[REQUIRED TASK]: Locate every line in the data below that contains the word "this" and copy each of those lines in full.

---------------

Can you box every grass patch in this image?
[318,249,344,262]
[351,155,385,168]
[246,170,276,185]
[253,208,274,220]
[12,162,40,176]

---------------

[FINAL RESULT]:
Can you box every grass patch in this image?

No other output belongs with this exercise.